[Pointing dataset excerpts]
=====
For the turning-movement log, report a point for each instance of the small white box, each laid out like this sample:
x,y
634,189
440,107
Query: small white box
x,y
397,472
=====
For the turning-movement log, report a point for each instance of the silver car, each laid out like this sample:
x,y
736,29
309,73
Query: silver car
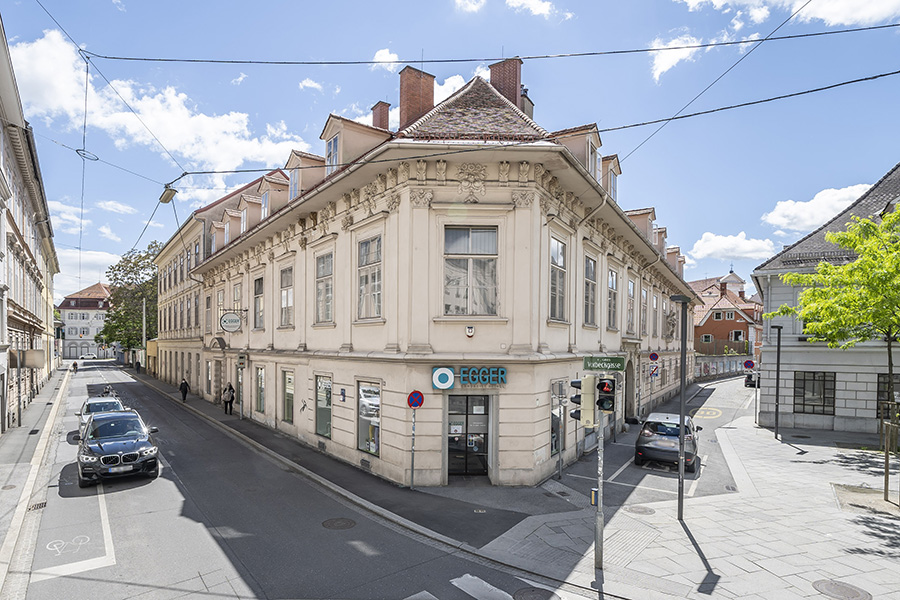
=====
→ **Instructions to follow**: Could you return the listing lines unchanged, beginning at the line that has "of the silver" and stopping after the line that has "Query: silver car"?

→ **Written answer**:
For the turning-movement log, report a point for each instance of the silver car, each laid out like this sample:
x,y
736,29
309,73
Query: silver car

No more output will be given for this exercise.